Contrary to what you might think, volatility isn’t necessarily a bad thing. And watching out for truly risky investments doesn’t mean running from volatile ones.
Volatile or not, choosing good investments means betting on good companies, especially when most others aren’t.
Volatility isn’t risk
“It’s common to equate volatility with risk, but there’s an important distinction between the two,” says Tye Bousada, founding partner of EdgePoint Management. “Risk is the opportunity for permanent capital loss. Volatility, on the other hand, can be your friend if you know the true value of a company.”
If you view volatility as risk, you’ll naturally retreat toward investments you believe will be less volatile in the future. In times of extreme volatility, that translates into a rush to safe havens that often don’t produce good long-term returns. And, in fact, you’ll miss the opportunity to leverage volatility.
“During mass hysteria in the market, you want avoid becoming part of the herd,” says Patti Shannon, VP and portfolio manager at Leith Wheeler Investment Counsel. The market will often hit extremes and then trend in the other direction.
“To add value, you can’t be doing the same thing everyone else does,” Bousada says. “Our job is to find the minority of businesses that can grow irrespective of what happens in the economy, and not pay for that growth today.
“Volatility shouldn’t be a factor in determining the value of a business, unless you’re talking about volatility in the underlying fundamentals of the business.”
To determine real risk, portfolio managers look for specific red flags such as risk to revenue growth, margin contraction, and poor succession planning.
Shannon adds you should instead look for companies with good business models and earnings outlook, reasonable valuation, and experienced managers with a stake in a company’s success.
“We always like it when people managing the company have more skin in the game,” she says. You should expect that a portfolio manager is investing their own money along with you.

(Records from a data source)
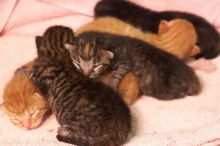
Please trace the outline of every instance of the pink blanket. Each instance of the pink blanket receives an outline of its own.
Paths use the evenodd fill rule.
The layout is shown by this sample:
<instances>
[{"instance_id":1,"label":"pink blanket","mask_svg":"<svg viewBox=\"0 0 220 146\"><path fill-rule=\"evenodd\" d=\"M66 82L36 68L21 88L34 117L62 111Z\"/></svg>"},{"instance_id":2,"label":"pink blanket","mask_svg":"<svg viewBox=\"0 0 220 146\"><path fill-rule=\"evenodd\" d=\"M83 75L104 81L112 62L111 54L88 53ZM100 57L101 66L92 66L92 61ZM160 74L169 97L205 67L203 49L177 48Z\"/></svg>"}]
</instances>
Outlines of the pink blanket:
<instances>
[{"instance_id":1,"label":"pink blanket","mask_svg":"<svg viewBox=\"0 0 220 146\"><path fill-rule=\"evenodd\" d=\"M155 10L190 11L220 26L220 1L133 0ZM36 56L34 36L51 25L73 29L92 20L97 0L1 0L0 9L0 95L13 71ZM217 70L196 71L203 90L198 96L159 101L142 96L131 106L133 132L126 146L211 146L220 144L220 57L211 60ZM197 65L192 63L196 68ZM203 66L205 67L205 66ZM0 96L0 102L2 98ZM55 138L54 116L35 130L24 131L12 125L0 111L0 145L64 146Z\"/></svg>"}]
</instances>

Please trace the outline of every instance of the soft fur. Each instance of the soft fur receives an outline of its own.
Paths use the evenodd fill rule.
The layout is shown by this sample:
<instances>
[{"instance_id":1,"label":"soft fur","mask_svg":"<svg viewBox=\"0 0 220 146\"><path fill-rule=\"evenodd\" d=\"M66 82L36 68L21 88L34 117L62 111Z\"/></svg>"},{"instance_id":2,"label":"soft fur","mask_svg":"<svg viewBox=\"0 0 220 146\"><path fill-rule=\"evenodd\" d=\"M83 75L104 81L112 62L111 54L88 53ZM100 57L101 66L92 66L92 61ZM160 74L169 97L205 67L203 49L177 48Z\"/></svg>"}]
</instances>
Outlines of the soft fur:
<instances>
[{"instance_id":1,"label":"soft fur","mask_svg":"<svg viewBox=\"0 0 220 146\"><path fill-rule=\"evenodd\" d=\"M107 32L137 38L184 60L200 52L200 49L195 46L197 42L195 28L185 19L174 19L169 22L162 20L158 34L154 34L143 32L114 17L101 17L81 26L76 30L76 34L86 31Z\"/></svg>"},{"instance_id":2,"label":"soft fur","mask_svg":"<svg viewBox=\"0 0 220 146\"><path fill-rule=\"evenodd\" d=\"M156 12L124 0L102 0L95 7L96 17L113 16L143 31L156 33L161 20L183 18L193 23L201 53L196 57L214 58L220 53L220 35L204 18L179 11Z\"/></svg>"},{"instance_id":3,"label":"soft fur","mask_svg":"<svg viewBox=\"0 0 220 146\"><path fill-rule=\"evenodd\" d=\"M33 62L25 66L31 68ZM5 86L3 109L13 124L30 130L42 123L49 105L26 74L18 69Z\"/></svg>"},{"instance_id":4,"label":"soft fur","mask_svg":"<svg viewBox=\"0 0 220 146\"><path fill-rule=\"evenodd\" d=\"M38 57L29 71L60 124L57 139L78 146L122 145L131 130L130 110L117 92L76 69L65 48L73 39L70 28L48 28L36 40Z\"/></svg>"},{"instance_id":5,"label":"soft fur","mask_svg":"<svg viewBox=\"0 0 220 146\"><path fill-rule=\"evenodd\" d=\"M75 37L74 49L69 49L71 58L88 46L92 52L102 49L113 52L114 58L103 70L113 71L108 80L113 88L117 88L127 72L132 72L141 92L158 99L175 99L200 92L193 69L177 57L143 41L109 33L84 32ZM86 56L82 57L87 59ZM95 54L91 53L91 56Z\"/></svg>"}]
</instances>

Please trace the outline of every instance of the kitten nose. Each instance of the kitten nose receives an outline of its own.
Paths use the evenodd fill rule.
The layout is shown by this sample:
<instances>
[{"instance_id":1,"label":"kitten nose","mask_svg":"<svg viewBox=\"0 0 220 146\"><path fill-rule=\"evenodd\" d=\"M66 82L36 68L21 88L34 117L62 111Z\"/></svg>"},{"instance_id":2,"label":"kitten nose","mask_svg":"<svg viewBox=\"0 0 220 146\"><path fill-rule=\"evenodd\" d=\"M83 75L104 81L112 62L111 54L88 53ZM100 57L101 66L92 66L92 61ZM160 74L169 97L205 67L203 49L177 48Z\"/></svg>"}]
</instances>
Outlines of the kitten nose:
<instances>
[{"instance_id":1,"label":"kitten nose","mask_svg":"<svg viewBox=\"0 0 220 146\"><path fill-rule=\"evenodd\" d=\"M27 121L23 121L23 127L26 129L26 130L31 130L31 121L30 119L28 119Z\"/></svg>"},{"instance_id":2,"label":"kitten nose","mask_svg":"<svg viewBox=\"0 0 220 146\"><path fill-rule=\"evenodd\" d=\"M85 74L86 76L90 76L92 70L91 70L91 69L84 69L83 72L84 72L84 74Z\"/></svg>"}]
</instances>

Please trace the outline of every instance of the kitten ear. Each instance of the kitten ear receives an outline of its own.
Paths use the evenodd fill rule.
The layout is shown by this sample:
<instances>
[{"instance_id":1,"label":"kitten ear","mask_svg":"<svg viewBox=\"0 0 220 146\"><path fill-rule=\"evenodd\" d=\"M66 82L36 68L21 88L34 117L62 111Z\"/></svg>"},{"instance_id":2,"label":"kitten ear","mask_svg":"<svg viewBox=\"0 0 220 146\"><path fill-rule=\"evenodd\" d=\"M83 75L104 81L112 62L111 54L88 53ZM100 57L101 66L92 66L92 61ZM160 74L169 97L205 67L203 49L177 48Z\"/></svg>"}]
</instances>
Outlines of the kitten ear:
<instances>
[{"instance_id":1,"label":"kitten ear","mask_svg":"<svg viewBox=\"0 0 220 146\"><path fill-rule=\"evenodd\" d=\"M161 20L159 24L158 34L162 35L166 33L170 28L170 23L167 20Z\"/></svg>"},{"instance_id":2,"label":"kitten ear","mask_svg":"<svg viewBox=\"0 0 220 146\"><path fill-rule=\"evenodd\" d=\"M74 49L73 45L68 44L68 43L65 43L65 44L64 44L64 47L65 47L69 52Z\"/></svg>"},{"instance_id":3,"label":"kitten ear","mask_svg":"<svg viewBox=\"0 0 220 146\"><path fill-rule=\"evenodd\" d=\"M36 43L37 48L40 48L40 44L42 40L43 40L42 36L36 36L35 43Z\"/></svg>"},{"instance_id":4,"label":"kitten ear","mask_svg":"<svg viewBox=\"0 0 220 146\"><path fill-rule=\"evenodd\" d=\"M114 57L114 53L108 50L102 50L102 55L106 56L108 59L112 59Z\"/></svg>"},{"instance_id":5,"label":"kitten ear","mask_svg":"<svg viewBox=\"0 0 220 146\"><path fill-rule=\"evenodd\" d=\"M34 92L34 97L43 98L43 96L38 92Z\"/></svg>"},{"instance_id":6,"label":"kitten ear","mask_svg":"<svg viewBox=\"0 0 220 146\"><path fill-rule=\"evenodd\" d=\"M195 45L190 52L190 56L195 56L195 55L199 54L200 52L201 52L200 47Z\"/></svg>"}]
</instances>

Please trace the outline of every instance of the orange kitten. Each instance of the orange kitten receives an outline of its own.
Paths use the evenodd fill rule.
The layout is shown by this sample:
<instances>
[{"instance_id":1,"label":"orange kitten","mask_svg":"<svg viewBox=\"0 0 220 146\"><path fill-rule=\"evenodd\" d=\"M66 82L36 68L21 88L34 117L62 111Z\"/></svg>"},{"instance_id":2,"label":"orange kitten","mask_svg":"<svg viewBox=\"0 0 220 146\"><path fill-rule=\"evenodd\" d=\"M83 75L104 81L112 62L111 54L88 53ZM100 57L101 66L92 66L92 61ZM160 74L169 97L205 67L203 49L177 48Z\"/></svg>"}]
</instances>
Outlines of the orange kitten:
<instances>
[{"instance_id":1,"label":"orange kitten","mask_svg":"<svg viewBox=\"0 0 220 146\"><path fill-rule=\"evenodd\" d=\"M26 64L32 65L33 62ZM4 88L3 110L13 124L30 130L42 123L49 106L25 73L17 71Z\"/></svg>"},{"instance_id":2,"label":"orange kitten","mask_svg":"<svg viewBox=\"0 0 220 146\"><path fill-rule=\"evenodd\" d=\"M144 33L140 29L113 17L98 18L76 30L76 34L86 31L108 32L130 36L161 48L180 59L188 59L199 53L195 46L197 34L194 26L187 20L174 19L161 21L159 34Z\"/></svg>"},{"instance_id":3,"label":"orange kitten","mask_svg":"<svg viewBox=\"0 0 220 146\"><path fill-rule=\"evenodd\" d=\"M108 85L108 79L110 76L111 72L108 72L100 77L102 82ZM123 77L118 85L118 92L128 105L133 104L137 100L139 96L139 85L133 73L129 72Z\"/></svg>"}]
</instances>

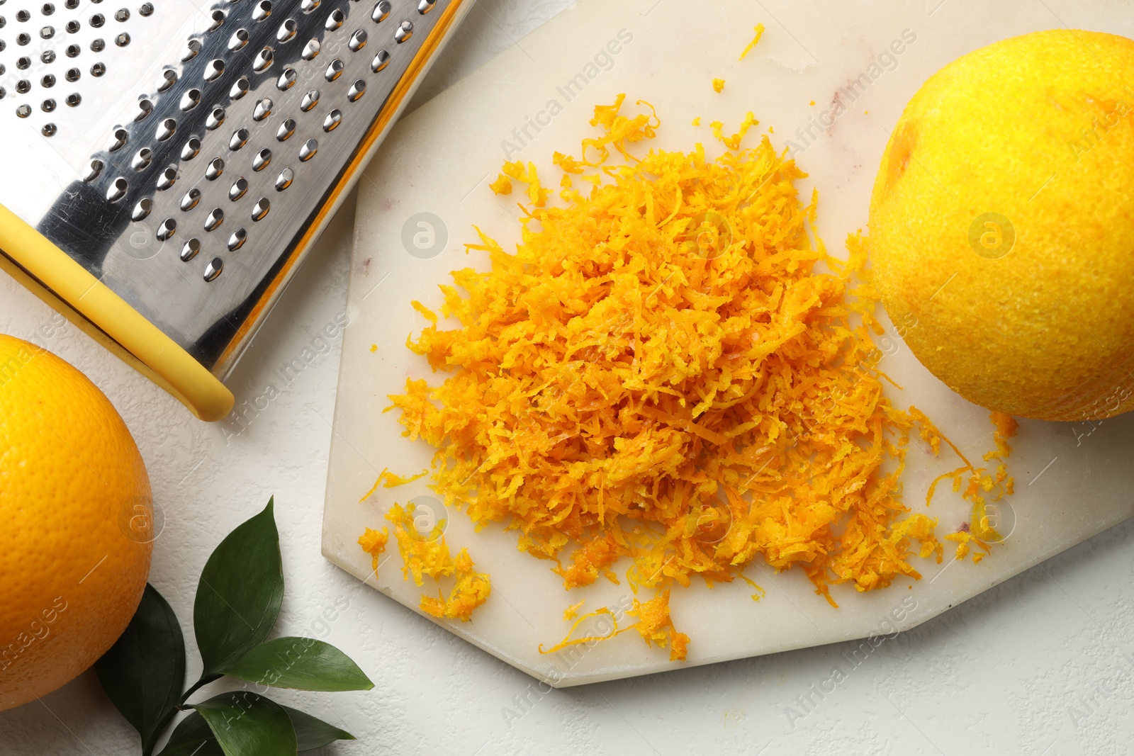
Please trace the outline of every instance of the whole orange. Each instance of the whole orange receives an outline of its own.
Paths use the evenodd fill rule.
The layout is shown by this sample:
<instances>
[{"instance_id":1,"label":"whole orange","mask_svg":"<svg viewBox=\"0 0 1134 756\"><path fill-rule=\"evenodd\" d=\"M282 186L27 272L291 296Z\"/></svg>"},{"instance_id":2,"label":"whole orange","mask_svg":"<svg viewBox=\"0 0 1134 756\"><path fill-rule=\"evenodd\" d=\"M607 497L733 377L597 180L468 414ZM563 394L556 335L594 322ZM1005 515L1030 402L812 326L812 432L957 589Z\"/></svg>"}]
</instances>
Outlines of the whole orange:
<instances>
[{"instance_id":1,"label":"whole orange","mask_svg":"<svg viewBox=\"0 0 1134 756\"><path fill-rule=\"evenodd\" d=\"M0 334L0 711L74 679L126 629L152 515L142 455L110 400Z\"/></svg>"}]
</instances>

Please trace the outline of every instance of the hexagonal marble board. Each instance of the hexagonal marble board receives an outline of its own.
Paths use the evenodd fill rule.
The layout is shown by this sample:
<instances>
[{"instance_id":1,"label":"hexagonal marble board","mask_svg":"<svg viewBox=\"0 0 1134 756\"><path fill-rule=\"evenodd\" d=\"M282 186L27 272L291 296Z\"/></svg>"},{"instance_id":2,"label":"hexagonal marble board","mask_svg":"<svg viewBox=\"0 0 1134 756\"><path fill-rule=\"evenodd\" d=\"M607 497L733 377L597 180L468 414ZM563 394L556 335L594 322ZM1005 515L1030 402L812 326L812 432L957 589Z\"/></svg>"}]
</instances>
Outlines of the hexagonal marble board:
<instances>
[{"instance_id":1,"label":"hexagonal marble board","mask_svg":"<svg viewBox=\"0 0 1134 756\"><path fill-rule=\"evenodd\" d=\"M450 546L467 546L477 568L492 576L492 595L472 622L440 622L452 632L557 687L675 669L678 664L668 661L667 652L648 648L634 632L573 653L539 653L540 644L553 644L567 632L562 611L568 604L586 598L587 609L606 605L617 612L628 606L625 580L612 585L600 579L568 595L548 562L517 551L515 534L499 527L474 533L464 512L440 511L425 479L379 489L359 503L382 468L409 474L429 465L432 450L404 439L397 413L382 409L387 394L400 392L407 376L430 375L425 360L405 348L406 337L424 325L409 301L438 303L437 284L448 281L450 270L485 265L485 255L466 255L463 247L475 239L473 223L506 248L518 236L515 196L496 197L488 188L505 151L509 159L534 161L544 177L558 176L552 151L577 151L579 139L591 135L586 121L592 107L620 92L628 102L643 99L657 107L662 126L654 143L669 150L688 150L699 141L713 148L708 129L691 125L695 116L735 128L752 110L761 130L773 128L777 145L795 141L794 155L811 175L803 196L812 185L819 187L819 230L837 248L848 231L865 226L888 129L930 74L970 50L1059 26L1059 19L1134 36L1131 19L1106 5L1083 10L1059 5L1057 17L1036 3L1033 11L1017 9L1008 17L987 3L963 0L875 3L869 9L788 0L582 0L406 117L359 182L323 553L418 611L422 591L435 593L437 586L404 581L392 542L375 578L370 557L356 543L366 526L386 524L382 515L392 502L417 500L447 518ZM767 26L763 40L738 61L756 23ZM896 40L904 44L891 48ZM892 52L898 48L900 53ZM723 93L711 88L713 77L726 80ZM854 99L844 94L845 111L831 117L835 94L855 80ZM821 137L804 139L809 127L812 137L819 134L812 126L816 118L832 125ZM922 368L892 326L880 346L888 354L882 369L904 387L891 392L897 406L923 409L970 458L991 449L984 410ZM775 575L763 563L747 570L767 589L759 602L739 580L712 589L696 584L677 588L672 618L692 638L684 664L911 628L1132 513L1134 417L1093 425L1024 421L1014 448L1009 469L1017 493L996 512L1010 535L980 564L954 562L947 553L941 564L920 561L920 581L898 580L870 594L837 586L840 609L815 595L798 570ZM914 511L921 510L938 472L928 456L911 448L904 482ZM941 535L967 520L967 506L945 492L929 513L941 519ZM618 566L620 574L625 567Z\"/></svg>"}]
</instances>

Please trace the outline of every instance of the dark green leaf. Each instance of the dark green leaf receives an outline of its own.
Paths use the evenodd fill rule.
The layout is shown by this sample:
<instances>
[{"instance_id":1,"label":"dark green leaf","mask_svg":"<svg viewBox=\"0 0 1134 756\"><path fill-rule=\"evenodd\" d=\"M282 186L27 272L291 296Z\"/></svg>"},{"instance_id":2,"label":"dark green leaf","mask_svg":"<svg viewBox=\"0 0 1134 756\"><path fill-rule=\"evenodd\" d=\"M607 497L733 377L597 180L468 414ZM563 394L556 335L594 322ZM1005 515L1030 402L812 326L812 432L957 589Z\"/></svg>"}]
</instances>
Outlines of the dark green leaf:
<instances>
[{"instance_id":1,"label":"dark green leaf","mask_svg":"<svg viewBox=\"0 0 1134 756\"><path fill-rule=\"evenodd\" d=\"M346 730L340 730L333 724L328 724L323 720L315 719L311 714L304 714L288 706L282 707L295 725L295 737L299 742L299 750L313 750L322 748L336 740L354 740L355 737Z\"/></svg>"},{"instance_id":2,"label":"dark green leaf","mask_svg":"<svg viewBox=\"0 0 1134 756\"><path fill-rule=\"evenodd\" d=\"M232 530L205 562L193 606L202 679L257 646L279 617L284 568L273 502Z\"/></svg>"},{"instance_id":3,"label":"dark green leaf","mask_svg":"<svg viewBox=\"0 0 1134 756\"><path fill-rule=\"evenodd\" d=\"M222 693L193 704L226 756L295 756L295 727L284 707L248 690Z\"/></svg>"},{"instance_id":4,"label":"dark green leaf","mask_svg":"<svg viewBox=\"0 0 1134 756\"><path fill-rule=\"evenodd\" d=\"M174 728L174 734L158 756L225 756L225 751L204 717L191 712Z\"/></svg>"},{"instance_id":5,"label":"dark green leaf","mask_svg":"<svg viewBox=\"0 0 1134 756\"><path fill-rule=\"evenodd\" d=\"M349 656L314 638L266 640L218 671L273 688L370 690L374 687Z\"/></svg>"},{"instance_id":6,"label":"dark green leaf","mask_svg":"<svg viewBox=\"0 0 1134 756\"><path fill-rule=\"evenodd\" d=\"M150 584L134 618L94 664L99 682L150 753L185 685L185 638L169 603Z\"/></svg>"}]
</instances>

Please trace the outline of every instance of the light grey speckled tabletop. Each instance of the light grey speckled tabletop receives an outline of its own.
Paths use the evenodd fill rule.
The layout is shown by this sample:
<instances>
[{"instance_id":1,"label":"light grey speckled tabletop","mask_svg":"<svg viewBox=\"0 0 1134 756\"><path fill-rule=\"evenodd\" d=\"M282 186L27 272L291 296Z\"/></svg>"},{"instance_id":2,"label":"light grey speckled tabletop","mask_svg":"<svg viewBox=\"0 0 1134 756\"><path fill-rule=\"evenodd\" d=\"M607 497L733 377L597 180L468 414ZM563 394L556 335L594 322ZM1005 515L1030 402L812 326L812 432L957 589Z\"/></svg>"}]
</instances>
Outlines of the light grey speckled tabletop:
<instances>
[{"instance_id":1,"label":"light grey speckled tabletop","mask_svg":"<svg viewBox=\"0 0 1134 756\"><path fill-rule=\"evenodd\" d=\"M568 5L477 2L415 104ZM1043 0L1013 6L1074 12L1069 3L1052 10ZM963 24L957 33L965 33ZM270 384L279 389L242 424L193 419L0 278L0 332L79 367L138 441L164 515L151 581L186 623L191 677L200 662L187 619L201 568L212 546L274 494L287 579L277 631L338 645L376 683L367 693L278 696L358 737L325 754L1128 753L1134 521L869 655L852 654L857 643L836 644L564 690L541 688L327 562L320 523L339 347L322 332L342 313L353 220L348 201L230 380L238 402L264 396ZM281 381L277 368L307 348L314 356L305 368ZM92 672L42 702L0 713L0 754L134 753L134 731Z\"/></svg>"}]
</instances>

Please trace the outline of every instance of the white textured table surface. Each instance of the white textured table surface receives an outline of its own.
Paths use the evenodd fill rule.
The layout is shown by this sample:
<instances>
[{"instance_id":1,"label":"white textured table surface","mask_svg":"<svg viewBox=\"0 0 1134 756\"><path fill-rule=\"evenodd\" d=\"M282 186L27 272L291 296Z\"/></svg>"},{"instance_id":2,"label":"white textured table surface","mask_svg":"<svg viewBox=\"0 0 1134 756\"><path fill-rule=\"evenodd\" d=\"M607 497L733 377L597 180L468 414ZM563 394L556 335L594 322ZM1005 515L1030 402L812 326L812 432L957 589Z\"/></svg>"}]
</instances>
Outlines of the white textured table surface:
<instances>
[{"instance_id":1,"label":"white textured table surface","mask_svg":"<svg viewBox=\"0 0 1134 756\"><path fill-rule=\"evenodd\" d=\"M479 2L418 101L566 5ZM775 17L776 9L769 2L762 11ZM934 12L950 18L956 34L984 42L962 0ZM1010 12L1075 25L1069 0L1021 1ZM1116 2L1115 12L1128 8ZM230 381L243 422L198 423L0 279L0 332L84 371L138 441L166 516L151 581L183 620L191 677L200 669L188 625L200 570L219 540L274 493L287 578L278 631L325 638L376 683L369 693L278 696L358 736L329 754L1127 753L1131 523L857 657L857 644L836 644L552 691L332 567L319 541L339 347L325 330L337 333L342 314L353 207L346 204ZM304 355L310 362L297 376L277 372ZM42 703L0 713L0 754L135 753L133 731L92 673Z\"/></svg>"}]
</instances>

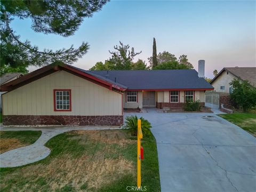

Brief 1 — Give a two-sentence summary of the volatility article.
Brief 2 —
Check each statement against the volatility article and answer yes or no, quoting the words that decide it.
(a) Bousada defines risk as the opportunity for permanent capital loss.
(b) Bousada says volatility should be the main factor in judging what a business is worth.
(c) Poor succession planning is one of the red flags portfolio managers look for.
Brief 3 — Carry on writing the volatility article, starting after its last sentence.

Task result 1 — The volatility article argues that volatility is not the same as risk: risk means the chance of permanent capital loss, and volatility can help investors who know a company's true value, while treating it as risk drives people into safe havens that often bring poor long-term returns. Investors should avoid following the herd, watch for real red flags such as risk to revenue growth, margin contraction and poor succession planning, and favor companies with good business models, reasonable valuations and experienced managers who have a stake in the company's success.

Task result 2 —
(a) Yes: "Risk is the opportunity for permanent capital loss."
(b) No: "Volatility shouldn’t be a factor in determining the value of a business, unless you’re talking about volatility in the underlying fundamentals of the business."
(c) Yes: "portfolio managers look for specific red flags such as risk to revenue growth, margin contraction, and poor succession planning."

Task result 3 —
To best leverage volatility, take a long-term view of your investments. Wildly fluctuating share prices can be alarming, but they shouldn’t be a deal-breaker if you’ve done due diligence by judging an investment on its real risk factors. For long-term investments – five years or more – the underlying value of a business will shine through.
When Bousada started his company in 2008, the market atmosphere was fraught with fear and extreme volatility. But instead of jumping into safe-haven investments such as pharmaceutical companies or utilities, the firm invested in companies like one that makes modular carpet tiles.
“Businesses that are perceived as being subject to recession sometimes over-correct,” he says. “We believed the carpet manufacturer was going to grow, while a lot of people conjectured it wouldn’t even survive.”
The business carried on, yet its stock was severely underpriced because of the recession.
Evaluating a company boils down to common sense: looking deeply into a company’s balance sheet and cash flow. Bousada starts with the thesis that a company is going to double in size over the next five years, and then tries to disprove that claim. If the claim stands, it’s a good investment.
“That’s the exact opposite of looking at crummy companies and trying to find what’s good about them,” he says. “We’ve avoided a lot of risky situations by steering clear of marquee brands that later blew up.”
While Bousada concedes constant volatility isn’t good for anyone in the market, he says times of market volatility are the best for buying growth without having to pay for it.